INFORMATION:
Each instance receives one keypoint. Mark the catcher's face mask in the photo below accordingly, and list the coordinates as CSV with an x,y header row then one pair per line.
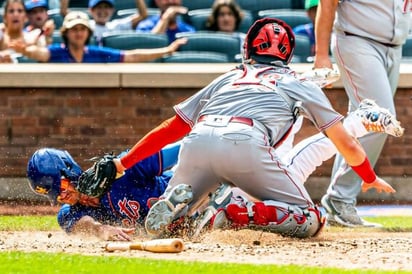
x,y
269,40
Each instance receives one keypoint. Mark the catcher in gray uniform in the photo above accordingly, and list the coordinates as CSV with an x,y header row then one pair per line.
x,y
367,45
231,131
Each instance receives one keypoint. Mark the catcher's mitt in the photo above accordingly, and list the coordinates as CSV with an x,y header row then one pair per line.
x,y
98,179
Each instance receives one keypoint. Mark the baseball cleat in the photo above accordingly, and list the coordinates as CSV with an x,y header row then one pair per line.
x,y
344,214
377,119
166,210
214,215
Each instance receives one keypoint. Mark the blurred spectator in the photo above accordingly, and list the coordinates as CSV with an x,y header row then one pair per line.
x,y
168,21
76,33
39,19
12,30
226,17
311,7
65,5
102,12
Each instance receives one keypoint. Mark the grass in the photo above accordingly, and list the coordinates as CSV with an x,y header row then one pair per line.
x,y
42,262
19,262
28,223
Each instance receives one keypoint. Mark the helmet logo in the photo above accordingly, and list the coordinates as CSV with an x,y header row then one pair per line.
x,y
41,190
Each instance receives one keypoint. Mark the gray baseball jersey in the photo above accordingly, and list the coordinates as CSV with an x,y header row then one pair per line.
x,y
366,44
218,150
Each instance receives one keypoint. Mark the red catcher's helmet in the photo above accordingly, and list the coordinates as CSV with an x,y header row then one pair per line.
x,y
268,40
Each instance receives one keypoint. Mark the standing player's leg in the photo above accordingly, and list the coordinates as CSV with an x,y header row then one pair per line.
x,y
364,67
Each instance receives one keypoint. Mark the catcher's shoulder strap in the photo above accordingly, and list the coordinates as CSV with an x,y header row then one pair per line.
x,y
251,76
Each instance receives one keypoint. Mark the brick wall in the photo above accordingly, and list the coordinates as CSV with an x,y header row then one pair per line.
x,y
92,121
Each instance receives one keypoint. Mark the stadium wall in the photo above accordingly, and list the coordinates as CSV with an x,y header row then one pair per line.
x,y
90,110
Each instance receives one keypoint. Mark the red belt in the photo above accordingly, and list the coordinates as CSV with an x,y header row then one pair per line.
x,y
233,119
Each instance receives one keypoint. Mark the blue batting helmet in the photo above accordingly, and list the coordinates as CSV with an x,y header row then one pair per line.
x,y
45,169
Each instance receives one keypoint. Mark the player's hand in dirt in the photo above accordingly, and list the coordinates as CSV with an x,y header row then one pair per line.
x,y
380,185
112,233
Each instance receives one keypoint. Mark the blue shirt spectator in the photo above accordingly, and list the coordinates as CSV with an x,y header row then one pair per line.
x,y
308,30
149,23
92,54
76,33
168,21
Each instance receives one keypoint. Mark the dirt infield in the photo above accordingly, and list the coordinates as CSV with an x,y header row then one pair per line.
x,y
344,248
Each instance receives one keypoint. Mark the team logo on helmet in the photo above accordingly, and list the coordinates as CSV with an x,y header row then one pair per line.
x,y
41,190
269,40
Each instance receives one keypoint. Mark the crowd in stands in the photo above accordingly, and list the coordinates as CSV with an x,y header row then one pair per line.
x,y
39,23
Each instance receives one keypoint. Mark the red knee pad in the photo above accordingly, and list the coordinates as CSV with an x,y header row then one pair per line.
x,y
259,214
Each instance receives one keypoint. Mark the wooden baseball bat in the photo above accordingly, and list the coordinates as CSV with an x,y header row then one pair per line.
x,y
173,245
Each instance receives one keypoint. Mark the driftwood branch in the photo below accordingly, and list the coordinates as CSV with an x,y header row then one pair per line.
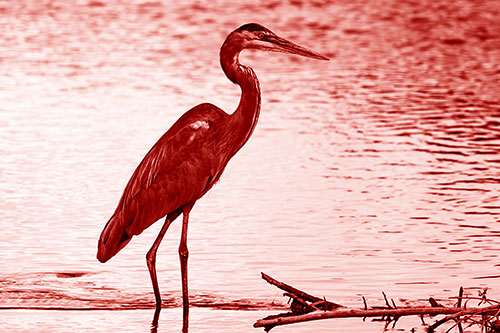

HOW TO COMPLETE THIS TASK: Retype all of the entries exactly as written, leaving out any images.

EXERCISE ANSWER:
Each instance receives one keypoint. Mark the catcher's face mask in the photo below accordingly, and list the coordinates as CSV with an x,y header row then one pair per line.
x,y
269,40
Each instance receives one keypoint. Mark the catcher in gray uniform in the photo above accordingly, and list the coordinates as CSV with an x,y header row then one pair per line.
x,y
367,45
231,131
Each instance receives one keypoint. Mark the catcher's mitt in the photo above accordingly, and list the coordinates as CSV with an x,y header row then one pair per line.
x,y
98,179
Each instance receives one keypoint. Mark the baseball cleat in the photo above accordingly, and list the coordinates as CSV with an x,y header row then one pair per line.
x,y
344,214
377,119
166,210
214,215
Each instance receives one keypoint. Mark the blurred spectator in the photo above accordingly, and list the coordinates as CSV with an x,y header row then one pair per line.
x,y
168,21
76,33
39,19
12,30
226,17
311,7
65,5
102,12
Each instance receives one keypoint. Mark the grass in the photo above accordingly, and list the coordinates as CSV with an x,y header row then one pair per line.
x,y
42,262
19,262
28,223
Each instance receives one keypoint. Mark the helmet logo in the photo above accordingly, and list the coordinates as CSV with an x,y header row then one pair per line.
x,y
41,190
Each instance receives one keypoint. Mark the gray baseball jersey in the photo above accordingly, and list the coordinates as CSV with an x,y header row then one pair per line.
x,y
366,44
218,150
Each instance receives one keypoint. Mark the red catcher's helmet in the photo above accordingly, and list the coordinates as CSV with an x,y header row then one pair per line.
x,y
268,40
Each instance receives one keypoint. Mark the standing player's leg in the photo above accordingly, and list the coordinates as CSV with an x,y header row then one pair per line.
x,y
364,67
Each instance receives one keypoint. Mark the catcher's shoulder strap in the photo above accordingly, and list the coordinates as CSV with an x,y header row then one pair per line.
x,y
251,76
Each instance receives one keypoint. Mark the brick wall in the photo above accordingly, and list the coordinates as CSV with an x,y header row then one pair per line.
x,y
92,121
Each instance receives one keypoint. Mark the stadium wall in the photo above accordingly, and list the coordinates as CSV with an x,y header row then one pair per line.
x,y
90,110
Each instance receives one keypoint. Mark the red belt in the photo above accordingly, and list the coordinates as CSV with an x,y header row then one pair per line.
x,y
233,119
Each instance receives one keypoint. Mark the blue batting helmet in the photo above accordingly, and list the coordinates as CSV with an x,y header row then one pair per line.
x,y
45,169
Each instance receives one keypoint. Mark the player's hand in dirt in the photo above accordingly, and list the coordinates as CSV with an x,y header row then one pair per line.
x,y
380,185
112,233
Each instance receives one keypoint. Mark the blue shirt spectator in the photo above accordingly, and list the coordinates as CSV with an x,y header row then one pair per line.
x,y
308,30
149,23
92,54
76,33
168,21
Each instance receives one keypoint. Mark the dirt infield in the photo above accordingly, and list the coordinates as CSV with an x,y header row then one pair per line.
x,y
344,248
Each instance receives one keypoint. Mark the team logo on helmet in the photo above accordingly, and list the coordinates as CSV with an x,y header row then one pair per line.
x,y
41,190
269,40
Each instance receives one keypoint. Mark the crowd in stands in the photo above accordingly, and list the coordinates as CSV with an x,y header row then one pair per line.
x,y
39,23
Each instance receives one keypoint. Mark the red knee pad in the photo above accordingly, and list the coordinates as CSV with an x,y header row then one pair per line.
x,y
259,214
Each instance receives one keypoint. Mark the wooden baseball bat in the photo above accordingly, and list the coordinates as CSV with an x,y header row then one pair per line.
x,y
173,245
Each instance receives one keypoint. Mark the driftwood branch in the photo below accordingly, and list the coordinates as CSV with an x,y header row then one pair per line.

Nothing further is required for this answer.